→ Problem to work on
Below are the records; count how many of their lines hold the string "outline" and give the number alone.

→ Data for this exercise
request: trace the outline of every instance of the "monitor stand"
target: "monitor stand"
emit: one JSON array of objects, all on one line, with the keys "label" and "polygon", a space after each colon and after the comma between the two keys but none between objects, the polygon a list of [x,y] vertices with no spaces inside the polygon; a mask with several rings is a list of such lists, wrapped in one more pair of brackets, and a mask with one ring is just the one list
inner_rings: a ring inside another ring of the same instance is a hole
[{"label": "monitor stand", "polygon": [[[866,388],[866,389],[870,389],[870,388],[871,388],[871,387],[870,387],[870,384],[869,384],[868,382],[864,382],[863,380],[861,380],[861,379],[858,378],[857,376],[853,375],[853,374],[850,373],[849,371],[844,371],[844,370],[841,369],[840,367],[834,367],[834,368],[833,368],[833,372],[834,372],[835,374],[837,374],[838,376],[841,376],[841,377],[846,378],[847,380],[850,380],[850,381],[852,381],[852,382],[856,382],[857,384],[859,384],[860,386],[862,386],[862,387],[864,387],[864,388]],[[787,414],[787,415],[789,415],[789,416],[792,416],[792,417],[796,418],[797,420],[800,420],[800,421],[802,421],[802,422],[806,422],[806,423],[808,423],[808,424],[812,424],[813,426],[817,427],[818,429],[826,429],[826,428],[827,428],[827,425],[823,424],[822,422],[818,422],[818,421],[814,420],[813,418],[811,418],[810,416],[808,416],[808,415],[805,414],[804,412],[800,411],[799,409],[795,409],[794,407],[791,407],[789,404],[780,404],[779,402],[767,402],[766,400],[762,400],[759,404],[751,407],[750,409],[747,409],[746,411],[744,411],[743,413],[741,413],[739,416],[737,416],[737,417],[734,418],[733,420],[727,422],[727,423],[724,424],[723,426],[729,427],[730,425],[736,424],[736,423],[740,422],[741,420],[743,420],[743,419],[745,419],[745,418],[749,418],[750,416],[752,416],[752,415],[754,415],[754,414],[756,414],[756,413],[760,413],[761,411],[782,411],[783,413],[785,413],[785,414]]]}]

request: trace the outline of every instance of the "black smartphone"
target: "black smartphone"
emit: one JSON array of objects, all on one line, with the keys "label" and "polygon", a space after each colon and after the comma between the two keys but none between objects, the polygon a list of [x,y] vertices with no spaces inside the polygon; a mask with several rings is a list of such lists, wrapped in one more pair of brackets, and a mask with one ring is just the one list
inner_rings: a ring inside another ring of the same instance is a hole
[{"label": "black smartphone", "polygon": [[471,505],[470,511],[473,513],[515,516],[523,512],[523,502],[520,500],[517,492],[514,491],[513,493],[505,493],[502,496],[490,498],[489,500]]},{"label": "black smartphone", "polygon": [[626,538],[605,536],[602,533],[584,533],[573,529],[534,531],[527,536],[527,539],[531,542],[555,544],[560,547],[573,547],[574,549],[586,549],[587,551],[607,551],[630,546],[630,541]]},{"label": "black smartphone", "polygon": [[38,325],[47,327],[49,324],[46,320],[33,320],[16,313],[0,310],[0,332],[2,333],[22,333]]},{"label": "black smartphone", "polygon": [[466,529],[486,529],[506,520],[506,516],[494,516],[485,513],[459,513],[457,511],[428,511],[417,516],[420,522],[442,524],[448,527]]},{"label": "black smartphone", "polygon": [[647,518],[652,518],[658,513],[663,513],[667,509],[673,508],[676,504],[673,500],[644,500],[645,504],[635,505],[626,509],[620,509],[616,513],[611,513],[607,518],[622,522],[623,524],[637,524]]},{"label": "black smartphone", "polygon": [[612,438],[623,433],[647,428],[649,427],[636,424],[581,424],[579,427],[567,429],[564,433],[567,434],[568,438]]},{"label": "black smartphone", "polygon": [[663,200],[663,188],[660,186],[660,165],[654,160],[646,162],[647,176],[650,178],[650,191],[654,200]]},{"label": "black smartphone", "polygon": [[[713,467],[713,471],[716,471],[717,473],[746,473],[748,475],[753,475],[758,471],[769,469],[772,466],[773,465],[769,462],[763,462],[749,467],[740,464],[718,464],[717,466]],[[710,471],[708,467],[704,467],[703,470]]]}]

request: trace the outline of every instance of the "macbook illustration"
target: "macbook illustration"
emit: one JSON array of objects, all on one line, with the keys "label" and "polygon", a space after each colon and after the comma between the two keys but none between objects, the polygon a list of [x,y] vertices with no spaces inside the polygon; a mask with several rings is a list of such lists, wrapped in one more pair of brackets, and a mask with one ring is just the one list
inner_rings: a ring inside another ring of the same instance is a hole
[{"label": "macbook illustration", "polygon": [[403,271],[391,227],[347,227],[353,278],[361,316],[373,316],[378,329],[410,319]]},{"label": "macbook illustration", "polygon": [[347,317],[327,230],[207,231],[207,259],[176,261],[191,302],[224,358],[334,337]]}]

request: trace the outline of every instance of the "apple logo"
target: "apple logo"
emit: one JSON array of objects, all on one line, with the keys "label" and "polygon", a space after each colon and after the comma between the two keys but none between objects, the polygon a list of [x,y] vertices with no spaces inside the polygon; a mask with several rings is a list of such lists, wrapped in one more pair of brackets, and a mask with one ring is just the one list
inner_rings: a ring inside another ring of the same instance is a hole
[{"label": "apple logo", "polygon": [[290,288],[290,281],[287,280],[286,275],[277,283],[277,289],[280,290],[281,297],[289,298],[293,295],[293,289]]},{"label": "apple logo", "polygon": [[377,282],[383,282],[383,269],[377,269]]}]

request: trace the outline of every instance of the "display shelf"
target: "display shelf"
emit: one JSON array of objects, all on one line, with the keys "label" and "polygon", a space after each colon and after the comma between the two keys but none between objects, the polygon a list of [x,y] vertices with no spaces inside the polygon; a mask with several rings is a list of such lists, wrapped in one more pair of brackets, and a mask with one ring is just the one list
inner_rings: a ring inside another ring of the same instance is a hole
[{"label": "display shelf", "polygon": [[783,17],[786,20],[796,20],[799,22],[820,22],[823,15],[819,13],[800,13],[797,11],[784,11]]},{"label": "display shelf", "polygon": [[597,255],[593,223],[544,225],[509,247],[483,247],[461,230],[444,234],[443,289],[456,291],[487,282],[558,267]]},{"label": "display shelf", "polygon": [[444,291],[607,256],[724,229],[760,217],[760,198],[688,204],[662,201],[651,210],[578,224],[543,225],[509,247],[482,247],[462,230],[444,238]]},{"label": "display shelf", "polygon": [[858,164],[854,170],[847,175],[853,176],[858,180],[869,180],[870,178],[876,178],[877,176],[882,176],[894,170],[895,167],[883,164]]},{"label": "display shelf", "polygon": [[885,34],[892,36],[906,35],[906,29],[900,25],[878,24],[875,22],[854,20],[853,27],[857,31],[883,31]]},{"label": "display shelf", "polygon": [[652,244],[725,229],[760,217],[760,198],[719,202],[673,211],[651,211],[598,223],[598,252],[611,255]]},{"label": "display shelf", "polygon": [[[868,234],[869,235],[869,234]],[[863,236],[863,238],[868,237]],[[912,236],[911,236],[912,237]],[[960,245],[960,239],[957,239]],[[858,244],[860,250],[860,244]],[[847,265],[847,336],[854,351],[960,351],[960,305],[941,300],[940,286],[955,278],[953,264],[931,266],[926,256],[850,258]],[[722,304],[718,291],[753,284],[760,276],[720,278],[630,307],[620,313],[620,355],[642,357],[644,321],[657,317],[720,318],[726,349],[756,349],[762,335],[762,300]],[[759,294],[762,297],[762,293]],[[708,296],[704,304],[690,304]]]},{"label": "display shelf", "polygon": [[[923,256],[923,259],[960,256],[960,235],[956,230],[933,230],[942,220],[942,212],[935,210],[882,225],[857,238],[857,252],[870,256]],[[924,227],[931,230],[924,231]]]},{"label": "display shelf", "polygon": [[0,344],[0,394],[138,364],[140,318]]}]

→ Problem solution
5